## What to do
Find each line of the material below that contains the string "window", matching case exactly, and copy those lines out.

## Listed entries
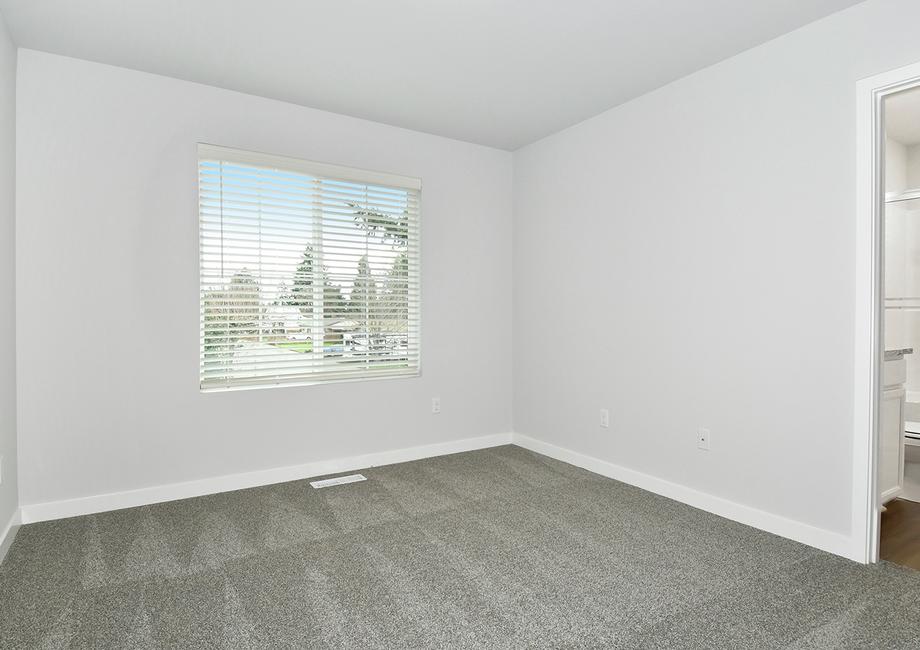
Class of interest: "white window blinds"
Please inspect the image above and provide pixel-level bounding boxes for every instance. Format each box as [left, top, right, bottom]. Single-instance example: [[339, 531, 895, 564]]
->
[[198, 145, 421, 390]]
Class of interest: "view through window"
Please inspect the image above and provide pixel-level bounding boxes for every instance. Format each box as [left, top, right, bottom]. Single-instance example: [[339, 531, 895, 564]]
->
[[198, 145, 420, 390]]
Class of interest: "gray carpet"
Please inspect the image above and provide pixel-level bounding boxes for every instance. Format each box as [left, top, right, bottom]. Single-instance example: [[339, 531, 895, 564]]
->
[[0, 446, 920, 649]]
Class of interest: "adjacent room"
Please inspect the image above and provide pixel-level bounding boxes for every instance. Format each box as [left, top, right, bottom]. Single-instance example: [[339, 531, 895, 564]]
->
[[0, 0, 920, 649]]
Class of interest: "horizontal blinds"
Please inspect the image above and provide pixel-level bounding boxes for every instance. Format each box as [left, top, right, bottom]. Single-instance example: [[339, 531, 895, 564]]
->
[[198, 145, 420, 390]]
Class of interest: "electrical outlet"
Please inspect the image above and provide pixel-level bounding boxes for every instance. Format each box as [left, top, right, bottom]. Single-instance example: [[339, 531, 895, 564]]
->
[[696, 427, 712, 451]]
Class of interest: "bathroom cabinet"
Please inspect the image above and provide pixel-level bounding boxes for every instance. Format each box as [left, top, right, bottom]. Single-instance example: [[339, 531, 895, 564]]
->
[[878, 350, 909, 504]]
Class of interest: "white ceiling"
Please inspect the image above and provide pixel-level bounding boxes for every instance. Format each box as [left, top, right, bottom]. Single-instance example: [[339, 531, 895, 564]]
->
[[0, 0, 857, 149], [885, 88, 920, 145]]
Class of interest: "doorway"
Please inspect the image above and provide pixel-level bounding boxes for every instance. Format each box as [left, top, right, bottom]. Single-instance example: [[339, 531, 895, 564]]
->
[[852, 64, 920, 569]]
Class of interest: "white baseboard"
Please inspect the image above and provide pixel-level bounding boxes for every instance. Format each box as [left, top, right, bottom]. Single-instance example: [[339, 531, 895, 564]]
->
[[513, 433, 863, 561], [0, 508, 21, 564], [20, 433, 512, 524]]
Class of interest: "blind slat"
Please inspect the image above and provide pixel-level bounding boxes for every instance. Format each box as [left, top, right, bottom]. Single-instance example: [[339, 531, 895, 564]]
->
[[198, 145, 421, 390]]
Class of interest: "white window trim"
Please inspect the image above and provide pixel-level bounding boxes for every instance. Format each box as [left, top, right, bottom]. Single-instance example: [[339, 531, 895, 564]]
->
[[196, 142, 423, 393]]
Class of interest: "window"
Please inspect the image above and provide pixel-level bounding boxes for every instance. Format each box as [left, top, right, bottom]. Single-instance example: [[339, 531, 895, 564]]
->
[[198, 145, 421, 390]]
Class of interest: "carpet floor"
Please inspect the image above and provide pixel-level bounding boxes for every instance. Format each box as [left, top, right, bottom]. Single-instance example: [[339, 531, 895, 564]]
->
[[0, 446, 920, 649]]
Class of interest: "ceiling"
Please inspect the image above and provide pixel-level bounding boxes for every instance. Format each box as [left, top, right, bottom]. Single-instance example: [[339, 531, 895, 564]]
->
[[885, 88, 920, 146], [0, 0, 857, 150]]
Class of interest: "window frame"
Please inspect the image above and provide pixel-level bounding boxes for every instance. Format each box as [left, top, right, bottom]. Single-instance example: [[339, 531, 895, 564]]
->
[[196, 142, 423, 393]]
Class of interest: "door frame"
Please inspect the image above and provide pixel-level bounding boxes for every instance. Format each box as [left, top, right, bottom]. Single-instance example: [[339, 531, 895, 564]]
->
[[851, 63, 920, 563]]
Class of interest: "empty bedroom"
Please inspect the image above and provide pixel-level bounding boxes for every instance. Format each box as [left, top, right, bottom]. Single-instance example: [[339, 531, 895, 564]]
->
[[0, 0, 920, 650]]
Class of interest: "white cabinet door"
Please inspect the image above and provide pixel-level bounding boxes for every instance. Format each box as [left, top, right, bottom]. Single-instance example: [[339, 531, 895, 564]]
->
[[878, 386, 905, 503]]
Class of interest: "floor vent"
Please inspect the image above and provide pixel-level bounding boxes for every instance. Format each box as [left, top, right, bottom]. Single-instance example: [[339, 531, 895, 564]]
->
[[310, 474, 367, 489]]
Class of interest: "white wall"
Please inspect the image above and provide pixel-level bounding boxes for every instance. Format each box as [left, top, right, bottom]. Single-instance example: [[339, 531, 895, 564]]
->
[[16, 50, 511, 505], [513, 0, 920, 535], [0, 11, 18, 536]]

## Solution to this task
Class of interest: "white window blinds"
Class of interest: "view through window"
Class of interest: "white window trim"
Class of interest: "window"
Class of interest: "window frame"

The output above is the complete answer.